--- PAGE EXCERPT ---
____________
• All over the U.S., cities are reporting a spike in thefts of catalytic converters, especially from shops and repair facilities.
  • There isn’t a national effort to track such thefts, since the National Insurance Crime Bureau stopped tracking them in 2015, but police departments say the numbers are up lately.
  • There’s not a lot you can do other than parking in a secure area and making sure you’re insured.

    Start with total boredom and staggering unemployment, mix in tempting metal prices, and top off with slack law enforcement. The resulting cocktail served across the nation’s cities and small towns is the sawed-off catalytic converter. It’s an old favorite among enterprising criminals and dishonest metal scrappers, but the 2020 COVID-19 pandemic has brought this strange thievery back into the spotlight.

    Police departments have been reporting a general swell of catalytic converter thefts—which require but a few minutes and pipe cutter—that typically hit repair shops and businesses with ungaraged fleets. The numbers aren’t as dramatic as those for some other crimes, but they’re worth noting in a year when a lot of vehicles are spending their time parked.
____________
[Referring expression pointing data]
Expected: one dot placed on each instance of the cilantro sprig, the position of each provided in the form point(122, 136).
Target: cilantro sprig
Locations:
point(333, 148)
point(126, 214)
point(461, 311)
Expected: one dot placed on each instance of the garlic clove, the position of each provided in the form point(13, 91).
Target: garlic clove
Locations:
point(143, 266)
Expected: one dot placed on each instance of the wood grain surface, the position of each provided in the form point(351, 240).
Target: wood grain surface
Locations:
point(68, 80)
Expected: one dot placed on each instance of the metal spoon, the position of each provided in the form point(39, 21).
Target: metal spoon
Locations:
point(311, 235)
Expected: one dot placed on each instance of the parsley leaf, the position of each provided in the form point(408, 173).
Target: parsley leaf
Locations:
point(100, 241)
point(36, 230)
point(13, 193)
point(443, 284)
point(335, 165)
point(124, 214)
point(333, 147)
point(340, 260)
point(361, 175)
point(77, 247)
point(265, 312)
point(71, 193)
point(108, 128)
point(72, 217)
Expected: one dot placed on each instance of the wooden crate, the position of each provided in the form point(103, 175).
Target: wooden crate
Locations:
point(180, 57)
____________
--- REQUIRED WORK ---
Please transcribe the part of the catalytic converter theft text above that opens with the words containing "Start with total" and closes with "their time parked.".

--- RESULT OF THIS TASK ---
Start with total boredom and staggering unemployment, mix in tempting metal prices, and top off with slack law enforcement. The resulting cocktail served across the nation’s cities and small towns is the sawed-off catalytic converter. It’s an old favorite among enterprising criminals and dishonest metal scrappers, but the 2020 COVID-19 pandemic has brought this strange thievery back into the spotlight.

    Police departments have been reporting a general swell of catalytic converter thefts—which require but a few minutes and pipe cutter—that typically hit repair shops and businesses with ungaraged fleets. The numbers aren’t as dramatic as those for some other crimes, but they’re worth noting in a year when a lot of vehicles are spending their time parked.